### Task goal:
Once you have read the data below, please repeat all of it exactly.

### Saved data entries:

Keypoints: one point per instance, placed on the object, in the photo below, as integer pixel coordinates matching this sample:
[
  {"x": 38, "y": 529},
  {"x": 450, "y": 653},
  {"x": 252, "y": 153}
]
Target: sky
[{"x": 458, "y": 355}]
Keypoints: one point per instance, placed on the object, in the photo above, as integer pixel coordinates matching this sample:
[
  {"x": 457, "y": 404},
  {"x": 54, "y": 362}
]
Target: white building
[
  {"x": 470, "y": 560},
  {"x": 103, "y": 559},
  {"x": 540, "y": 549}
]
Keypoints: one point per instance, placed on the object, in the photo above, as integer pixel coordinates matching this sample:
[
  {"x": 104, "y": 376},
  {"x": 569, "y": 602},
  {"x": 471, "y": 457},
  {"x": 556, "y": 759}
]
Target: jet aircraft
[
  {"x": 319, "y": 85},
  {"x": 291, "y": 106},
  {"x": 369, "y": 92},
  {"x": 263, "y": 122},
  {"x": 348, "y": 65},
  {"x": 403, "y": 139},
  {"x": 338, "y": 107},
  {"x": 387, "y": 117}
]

### Response to the task:
Keypoints: one point per instance, placed on the object, in the photo below, as integer pixel coordinates matching this sample:
[
  {"x": 38, "y": 529},
  {"x": 450, "y": 653},
  {"x": 252, "y": 153}
]
Target: sky
[{"x": 458, "y": 355}]
Keypoints: one point per instance, placed on the object, in the photo above, as integer pixel coordinates matching this sample:
[
  {"x": 457, "y": 404},
  {"x": 54, "y": 362}
]
Target: white building
[
  {"x": 470, "y": 560},
  {"x": 103, "y": 559},
  {"x": 540, "y": 549}
]
Keypoints: one point per instance, placed on the object, in the photo above, as integer pixel coordinates matching this sample:
[
  {"x": 104, "y": 376},
  {"x": 569, "y": 602},
  {"x": 471, "y": 457},
  {"x": 556, "y": 759}
]
Target: jet aircraft
[
  {"x": 319, "y": 85},
  {"x": 291, "y": 106},
  {"x": 369, "y": 92},
  {"x": 263, "y": 122},
  {"x": 348, "y": 65},
  {"x": 403, "y": 139},
  {"x": 338, "y": 107},
  {"x": 387, "y": 117}
]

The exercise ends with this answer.